Supplied records Start Marker

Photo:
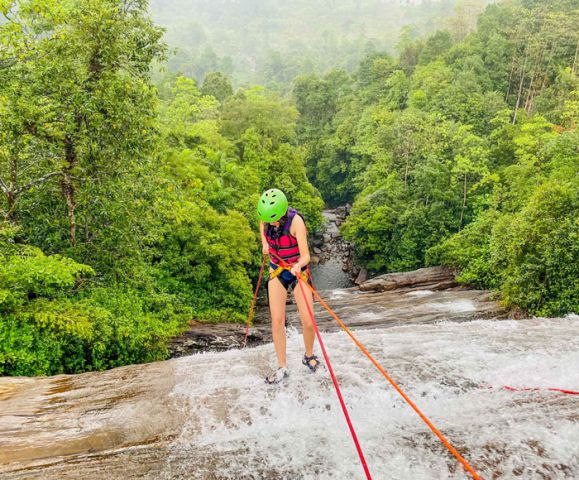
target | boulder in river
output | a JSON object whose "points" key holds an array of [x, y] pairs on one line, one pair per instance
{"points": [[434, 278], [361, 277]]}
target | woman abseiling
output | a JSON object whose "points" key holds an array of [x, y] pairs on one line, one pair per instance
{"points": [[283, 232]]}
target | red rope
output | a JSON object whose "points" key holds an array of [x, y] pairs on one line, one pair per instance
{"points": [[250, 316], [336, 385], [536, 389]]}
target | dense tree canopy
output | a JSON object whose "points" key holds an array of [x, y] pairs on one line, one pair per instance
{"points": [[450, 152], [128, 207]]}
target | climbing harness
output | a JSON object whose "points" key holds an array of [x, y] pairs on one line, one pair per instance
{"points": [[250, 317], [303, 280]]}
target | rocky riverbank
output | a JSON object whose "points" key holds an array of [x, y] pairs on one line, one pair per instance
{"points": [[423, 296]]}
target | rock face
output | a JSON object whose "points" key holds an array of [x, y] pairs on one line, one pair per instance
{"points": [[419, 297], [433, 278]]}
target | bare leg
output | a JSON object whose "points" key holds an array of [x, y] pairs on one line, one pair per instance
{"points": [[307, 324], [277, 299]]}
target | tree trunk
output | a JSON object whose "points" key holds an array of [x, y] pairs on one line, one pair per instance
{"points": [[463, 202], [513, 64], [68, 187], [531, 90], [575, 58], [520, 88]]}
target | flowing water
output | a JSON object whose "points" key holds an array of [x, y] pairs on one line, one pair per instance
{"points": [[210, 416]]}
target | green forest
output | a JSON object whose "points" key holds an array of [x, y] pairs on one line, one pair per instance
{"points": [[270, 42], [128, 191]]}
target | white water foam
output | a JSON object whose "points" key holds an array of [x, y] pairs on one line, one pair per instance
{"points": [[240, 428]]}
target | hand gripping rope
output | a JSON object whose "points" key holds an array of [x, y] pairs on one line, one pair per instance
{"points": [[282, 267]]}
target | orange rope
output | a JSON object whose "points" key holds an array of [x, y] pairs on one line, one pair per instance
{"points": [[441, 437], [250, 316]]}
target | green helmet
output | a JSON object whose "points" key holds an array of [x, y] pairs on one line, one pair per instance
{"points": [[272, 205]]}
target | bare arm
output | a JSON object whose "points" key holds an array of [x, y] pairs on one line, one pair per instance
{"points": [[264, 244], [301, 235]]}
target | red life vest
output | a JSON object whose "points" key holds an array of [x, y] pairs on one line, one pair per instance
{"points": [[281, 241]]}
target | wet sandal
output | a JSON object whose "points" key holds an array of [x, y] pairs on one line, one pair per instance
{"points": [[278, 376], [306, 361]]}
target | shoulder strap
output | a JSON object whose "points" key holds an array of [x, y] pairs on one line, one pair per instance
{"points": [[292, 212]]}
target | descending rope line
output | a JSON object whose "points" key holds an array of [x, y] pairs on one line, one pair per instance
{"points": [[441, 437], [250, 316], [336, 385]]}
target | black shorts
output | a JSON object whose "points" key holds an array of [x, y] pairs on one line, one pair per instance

Supplied records End Marker

▶ Your goal
No line before the one containing "target | red life vest" should be copied; restate that line and all the rest through the end of the data above word for word.

▶ Response
target | red life vest
output | a JSON object whose "points" key holds an array of [x, y] pairs on one line, one pair per instance
{"points": [[281, 241]]}
target | wet sandal
output | a JSON object whose "points" key holds an array of [x, y] pairs on one line, one pair per instance
{"points": [[278, 376], [306, 361]]}
target | shoulder strap
output | a JSON object whose "points" key holds an array of [x, y] pairs on one line, one pair per instance
{"points": [[292, 212]]}
target | descending rope line
output | a JSON object whose "points" key holds an array of [x, y] pairs on one line, one pair per instance
{"points": [[441, 437], [250, 316], [336, 385]]}
target | black shorts
output | a JSON object whose "points" key holds an array of [x, y] pairs on one line, one pair per instance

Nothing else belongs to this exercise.